Given request a: Return the stretch of the camera thread from "I keep looking" through "more expensive models.", word for word.

[Start of Passage]

This was really my take on the situation. I was really looking forward to a box style small cinema camera that I could operate simply and follow basic format that would cover most of what I need. (R5C was likely to be that candidate, but, without weather sealing, and a 5k$ price tag doesn't make it feasible) I really didn't want to consider switching to sony, but, that may happen if this is the best that canon can do video wise for the middle users.


----------



## Gazwas (Feb 12, 2022)

Joel C said:


> This was really my take on the situation. I was really looking forward to a box style small cinema camera that I could operate simply and follow basic format that would cover most of what I need. (R5C was likely to be that candidate, but, without weather sealing, and a 5k$ price tag doesn't make it feasible) I really didn't want to consider switching to sony, but, that may happen if this is the best that canon can do video wise for the middle users.


I keep looking at the FX6, especially with its new 2.0 FW update with total bemusement why Canon are giving this segment of the market as miss.

Just look at ProAV TV's look at the R5C to see how great this sensor is and shows Canon has the means to produce an FX6 contender but fear their enthusiasm in jeopardising the upper more expensive models.

[End of Passage]
[Start of Given records]

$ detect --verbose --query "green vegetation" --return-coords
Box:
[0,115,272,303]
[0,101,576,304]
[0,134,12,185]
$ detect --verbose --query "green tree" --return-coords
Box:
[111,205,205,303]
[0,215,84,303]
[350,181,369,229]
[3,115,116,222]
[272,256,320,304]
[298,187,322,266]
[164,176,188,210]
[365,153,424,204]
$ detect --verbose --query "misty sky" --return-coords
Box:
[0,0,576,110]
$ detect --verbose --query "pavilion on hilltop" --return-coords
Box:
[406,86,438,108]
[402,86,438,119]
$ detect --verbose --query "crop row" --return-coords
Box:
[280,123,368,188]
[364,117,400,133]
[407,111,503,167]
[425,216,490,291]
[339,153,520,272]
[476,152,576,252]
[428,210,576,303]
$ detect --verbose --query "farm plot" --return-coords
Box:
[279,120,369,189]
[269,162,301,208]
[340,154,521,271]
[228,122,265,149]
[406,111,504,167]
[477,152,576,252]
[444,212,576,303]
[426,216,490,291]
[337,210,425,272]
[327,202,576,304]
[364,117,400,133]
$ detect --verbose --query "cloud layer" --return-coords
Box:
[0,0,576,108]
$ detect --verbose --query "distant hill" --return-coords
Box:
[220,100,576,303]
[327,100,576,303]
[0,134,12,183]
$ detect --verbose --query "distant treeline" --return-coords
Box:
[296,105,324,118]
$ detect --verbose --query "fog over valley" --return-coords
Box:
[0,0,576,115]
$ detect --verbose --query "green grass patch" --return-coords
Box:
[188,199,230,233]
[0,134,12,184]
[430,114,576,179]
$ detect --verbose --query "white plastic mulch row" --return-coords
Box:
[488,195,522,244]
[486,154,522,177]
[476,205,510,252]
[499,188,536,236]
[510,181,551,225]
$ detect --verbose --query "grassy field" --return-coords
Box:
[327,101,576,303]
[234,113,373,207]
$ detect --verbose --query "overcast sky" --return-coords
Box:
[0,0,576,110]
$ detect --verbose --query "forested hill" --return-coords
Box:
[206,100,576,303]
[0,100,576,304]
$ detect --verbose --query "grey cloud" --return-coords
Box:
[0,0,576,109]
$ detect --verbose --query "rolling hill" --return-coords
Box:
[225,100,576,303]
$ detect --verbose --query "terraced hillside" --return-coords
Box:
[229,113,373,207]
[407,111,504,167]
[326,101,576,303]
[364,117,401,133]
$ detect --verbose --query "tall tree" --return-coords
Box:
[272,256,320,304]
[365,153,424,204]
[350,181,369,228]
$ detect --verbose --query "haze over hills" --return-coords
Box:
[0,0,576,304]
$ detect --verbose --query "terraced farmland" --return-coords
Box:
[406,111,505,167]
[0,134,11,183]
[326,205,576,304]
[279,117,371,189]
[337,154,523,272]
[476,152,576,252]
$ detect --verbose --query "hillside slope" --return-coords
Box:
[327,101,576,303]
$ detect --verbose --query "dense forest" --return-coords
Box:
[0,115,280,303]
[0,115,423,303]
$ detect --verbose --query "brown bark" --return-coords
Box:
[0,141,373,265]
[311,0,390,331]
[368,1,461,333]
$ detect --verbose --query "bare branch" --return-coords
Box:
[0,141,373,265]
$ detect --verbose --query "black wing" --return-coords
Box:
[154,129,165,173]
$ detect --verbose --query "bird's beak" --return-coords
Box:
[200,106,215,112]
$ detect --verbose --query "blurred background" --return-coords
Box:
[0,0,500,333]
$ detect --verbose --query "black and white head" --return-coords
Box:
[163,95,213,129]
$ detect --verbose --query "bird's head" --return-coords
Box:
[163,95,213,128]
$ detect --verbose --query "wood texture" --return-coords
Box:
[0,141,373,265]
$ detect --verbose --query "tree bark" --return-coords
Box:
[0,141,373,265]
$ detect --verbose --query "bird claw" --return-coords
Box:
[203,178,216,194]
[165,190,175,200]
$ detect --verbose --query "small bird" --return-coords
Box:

[End of Given records]

Given request b: Please retype only the stretch of the entries from their first line through the line containing "[510,181,551,225]", with both of those lines included.

Answer a:
I keep looking at the FX6, especially with its new 2.0 FW update with total bemusement why Canon are giving this segment of the market as miss.

Just look at ProAV TV's look at the R5C to see how great this sensor is and shows Canon has the means to produce an FX6 contender but fear their enthusiasm in jeopardising the upper more expensive models.

Answer b:
$ detect --verbose --query "green vegetation" --return-coords
Box:
[0,115,272,303]
[0,101,576,304]
[0,134,12,185]
$ detect --verbose --query "green tree" --return-coords
Box:
[111,205,205,303]
[0,215,84,303]
[350,181,369,229]
[3,115,116,222]
[272,256,320,304]
[298,187,322,266]
[164,176,188,210]
[365,153,424,204]
$ detect --verbose --query "misty sky" --return-coords
Box:
[0,0,576,110]
$ detect --verbose --query "pavilion on hilltop" --return-coords
Box:
[406,86,438,108]
[402,86,438,119]
$ detect --verbose --query "crop row" --return-coords
Box:
[280,123,368,188]
[364,117,400,133]
[407,111,503,167]
[425,216,490,291]
[339,153,520,272]
[476,152,576,252]
[428,210,576,303]
$ detect --verbose --query "farm plot" --return-coords
Box:
[279,120,369,189]
[269,162,301,208]
[340,154,521,271]
[228,122,265,149]
[406,111,504,167]
[477,152,576,252]
[444,212,576,303]
[426,216,490,291]
[337,210,425,272]
[327,202,576,304]
[364,117,400,133]
$ detect --verbose --query "cloud layer" --return-coords
Box:
[0,0,576,108]
$ detect --verbose --query "distant hill" --return-coords
Box:
[220,100,576,303]
[327,100,576,303]
[0,134,12,183]
$ detect --verbose --query "distant treeline" --return-coords
Box:
[296,105,324,118]
$ detect --verbose --query "fog over valley" --return-coords
Box:
[0,0,576,115]
$ detect --verbose --query "green grass patch" --return-coords
Box:
[188,199,230,233]
[0,134,12,184]
[430,114,576,179]
$ detect --verbose --query "white plastic mulch row" --return-coords
Box:
[488,195,522,244]
[486,154,522,177]
[476,205,510,252]
[499,188,536,236]
[510,181,551,225]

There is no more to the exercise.